> Given task:
Rewrite every one of the records below, replacing each "tote" with "bin" and leaving everything else unchanged.

● ● ● ●

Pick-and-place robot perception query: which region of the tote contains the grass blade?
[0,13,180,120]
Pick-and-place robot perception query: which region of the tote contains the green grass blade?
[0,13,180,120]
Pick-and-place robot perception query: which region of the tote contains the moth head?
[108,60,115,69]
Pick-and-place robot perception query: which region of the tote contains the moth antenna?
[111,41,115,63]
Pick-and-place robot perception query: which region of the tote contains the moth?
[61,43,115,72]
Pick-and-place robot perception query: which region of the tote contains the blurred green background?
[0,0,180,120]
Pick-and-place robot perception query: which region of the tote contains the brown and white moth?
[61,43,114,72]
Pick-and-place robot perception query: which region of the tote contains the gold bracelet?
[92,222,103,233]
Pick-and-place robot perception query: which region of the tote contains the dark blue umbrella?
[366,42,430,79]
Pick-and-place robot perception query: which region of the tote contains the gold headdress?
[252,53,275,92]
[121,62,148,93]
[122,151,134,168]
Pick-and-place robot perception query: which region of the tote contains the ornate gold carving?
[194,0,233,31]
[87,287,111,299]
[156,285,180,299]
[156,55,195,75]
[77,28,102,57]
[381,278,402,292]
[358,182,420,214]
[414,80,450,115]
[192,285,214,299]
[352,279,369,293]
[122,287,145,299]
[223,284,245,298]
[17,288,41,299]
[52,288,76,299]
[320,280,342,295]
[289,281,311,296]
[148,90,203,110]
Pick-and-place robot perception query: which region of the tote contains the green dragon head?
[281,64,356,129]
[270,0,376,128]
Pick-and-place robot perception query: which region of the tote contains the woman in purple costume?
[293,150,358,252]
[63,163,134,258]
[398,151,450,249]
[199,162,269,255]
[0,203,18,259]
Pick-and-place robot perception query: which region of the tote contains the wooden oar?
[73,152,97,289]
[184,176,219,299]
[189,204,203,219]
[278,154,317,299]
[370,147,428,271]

● ● ● ●

> The solution:
Pick-and-place robot perception query: which region of the bin contains the grass blade?
[0,13,180,120]
Pick-and-place robot perception query: which region of the bin contains the green grass blade?
[0,13,180,120]
Pick-and-place robot perception query: which region of the bin contains the moth head?
[108,60,115,69]
Pick-and-place robot perception query: which region of the bin contains the moth antenna?
[111,41,115,63]
Pick-and-place robot perception query: which region of the bin contains the moth?
[61,43,115,72]
Pick-and-place robot perception query: which region of the bin contains the blurred green background?
[0,0,180,120]
Pick-and-place robot perception query: which region of the bin contains the brown and white moth?
[61,43,114,72]
Pick-and-place robot perception query: which region of the bin contains the gold bracelet?
[92,222,103,233]
Pick-and-place robot perception query: which region of the bin contains the dark blue umbrella?
[366,42,430,79]
Pick-and-place robot perception query: which region of the bin contains the gold headdress?
[252,53,275,92]
[121,62,148,93]
[122,151,134,168]
Pick-and-place robot perception query: which region of the bin contains the ornate gold carving?
[194,0,233,31]
[87,287,111,299]
[156,285,180,299]
[156,55,195,75]
[77,28,102,57]
[381,278,402,292]
[358,182,420,214]
[414,80,450,115]
[192,285,214,299]
[352,279,369,293]
[122,287,145,299]
[223,284,245,298]
[17,288,41,299]
[52,288,76,299]
[320,280,342,295]
[289,281,311,296]
[148,90,203,110]
Pick-and-place robot perception query: which region of the bin contains the green dragon head?
[281,64,356,129]
[270,0,376,128]
Pick-and-place robot perception query: which region of the bin contains the woman in purple costume?
[293,150,358,252]
[63,163,134,258]
[398,151,450,249]
[199,162,269,255]
[0,203,18,259]
Pick-and-place robot perception query: which region of the bin contains the wooden oar?
[73,152,97,289]
[184,176,219,299]
[189,204,203,219]
[278,154,317,299]
[370,147,428,271]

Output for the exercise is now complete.